» Tarefas
a: Responda a estas perguntas com base no texto sobre o problema do mal, marcando as respostas do mesmo jeito:
(i) Para ser moralmente efetiva, em que a simpatia deve ser traduzida?
(ii) Quantas teodicéias serão discutidas a seguir como sub-classes da defesa do bem maior?
(iii) Na analogia usada pelos apologistas, com o que o veterinário precisa acertar o urso?
b: Diga se cada afirmação concorda com o texto sobre o problema do mal. Responda sim ou não e cite as palavras do texto que decidem a questão.
(i) Quem deixasse o homem sangrando na vala e prometesse voltar no dia seguinte seria visto como bondoso.
(ii) Na defesa do bem maior, o mal é um efeito colateral necessário do plano de Deus.
(iii) Na analogia, o urso percebe que a dor é para seu próprio bem.
c: Dê seguimento ao texto sobre o problema do mal, começando logo depois da última frase.

» Texto do documento
========================================

No entanto, a nossa avaliação positiva do Bom Samaritano não vem apenas do fato de ele ter compaixão pelo homem ferido, mas também porque ele estava disposto a colocar aquela compaixão em prática através de ações no momento em que foi necessário. Para ser moralmente efetiva, a simpatia deve ser traduzida em ações. Nós não pensaríamos muito sobre a bondade do Samaritano se ele tivesse deixado o homem sangrando na vala mas prometido voltar amanhã para ajudá-lo então; nós provavelmente julgaríamos tal pessoa como sendo extremamente insensível, principalmente se ele pudesse ter ajudado na hora mas simplesmente não se sentiu com vontade de fazê-lo. E mesmo assim, essa é precisamente a resposta ao mal que defensores da teodicéia escatológica atribuem a Deus.
Se o mal será abolido em um momento futuro ou não, o mal ainda existe agora, e essa existência precisa ser contabilizada. Talvez existe um Céu onde os corretos são recompensados pelos seus sofrimento na Terra, mas isso não resolve a questão: porque Deus deixou que eles sofressem pra começar? Se tal ser existe, como pode a declaração de sua bondade ser reconciliada com a sua manifestada falta de ação frente a tais males? Depois de percorrer a lógica da teodicéia escatológica, nós voltamos ao ponto de onde havíamos saído, ainda enfrentando o não-resolvido problema do mal.
A Defesa do Bem Maior
As próximas 4 teodicéias que serão discutidas são sub-classes de uma defesa mais geral, que chamamos de a teodicéia "do bem maior". Tais argumentos assumem que existe um fim particular que Deus deseja atingir e que não pode ser alcançado senão pela criação do mal, e apesar de que Deus não quer que o mal exista, o bem em potencial é tão maior que ele não tem escolha senão fazer com que o mal aconteça para alcançar o melhor resultado final. O mal não é o fim, mas um efeito colateral infortúnio mas necessário do plano de Deus. Uma analogia que apologistas frequentemente usam é um urso com o pé preso em uma armadilha e um veterinário que deseja libertar o urso, mas precisa acertá-lo com um dardo tranquilizante para fazê-lo. Sem conseguir enxergar o quadro todo, o urso sentiria dor por causa do dardo e pensaria que o veterinário é malvado, sem se dar conta de que a dor era para seu próprio bem.

========================================

» Linhas fornecidas
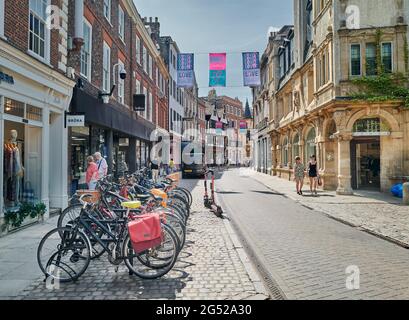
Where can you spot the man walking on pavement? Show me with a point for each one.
(101, 164)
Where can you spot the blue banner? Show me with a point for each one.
(251, 69)
(185, 70)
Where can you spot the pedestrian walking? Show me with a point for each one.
(92, 174)
(313, 174)
(101, 164)
(155, 171)
(299, 174)
(172, 165)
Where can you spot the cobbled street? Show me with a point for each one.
(310, 255)
(209, 267)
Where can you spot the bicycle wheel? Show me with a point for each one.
(179, 211)
(178, 226)
(69, 218)
(64, 258)
(188, 193)
(153, 263)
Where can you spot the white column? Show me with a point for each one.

========================================

» Respostas
a:
(i) Em ações.
(ii) Quatro.
(iii) Com um dardo tranquilizante.

b:
(i) Não: "nós provavelmente julgaríamos tal pessoa como sendo extremamente insensível"
(ii) Sim: "O mal não é o fim, mas um efeito colateral infortúnio mas necessário do plano de Deus."
(iii) Não: "sem se dar conta de que a dor era para seu próprio bem."

c:
Em geral, a resposta para as teodicéias do bem maior é que elas assumem um deus limitado. Um veterinário não é onipotente, e não pode libertar um urso preso sem que temporariamente lhe cause uma dor maior. Mas Deus, como tradicionalmente definido, é onipotente. Um ser onipotente não precisaria de mecanismos intermediários para chegar a um determinado resultado, mas poderia fazê-lo acontecer apenar pela vontade. A razão pela qual as pessoas criam relógios para lhes dizer a hora, aviões para transportá-los, ou computadores para realizar cálculos para eles é porque os humanos são seres limitados que precisam criar essas coisas para compensar a nossa própria falta de habilidade para realizar essas tarefas diretamente. Mas tais considerações, presumivelmente, não se aplicam a Deus, e portanto a defesa do bem maior falha; ela não pode tirar de Deus a responsabilidade pela existência de sofrimento, e então a conclusão mais razoável ainda é que tal ser não existe. Veremos como esse principio se aplica a versões mais específicas dessa defesa.
A Defesa do Livre Arbítrio
Uma teodicéia comum, especialmente em círculos Cristãos, é a defesa do livre arbítrio para o problema do mal. Defensores desse argumento dizem que Deus não quer que seres humanos causem dano uns aos outros, mas também não deseja um mundo de autômatos humanos que agem apenas como foram programados para agir. Eles afirmam que qualidades desejáveis como amor, fé e devoção só podem existir quando livremente escolhidas, e que apesar de Deus ter nos dano o livre arbítrio nos permite fazer o mal, é também a única coisa que nos permite ser genuinamente bons.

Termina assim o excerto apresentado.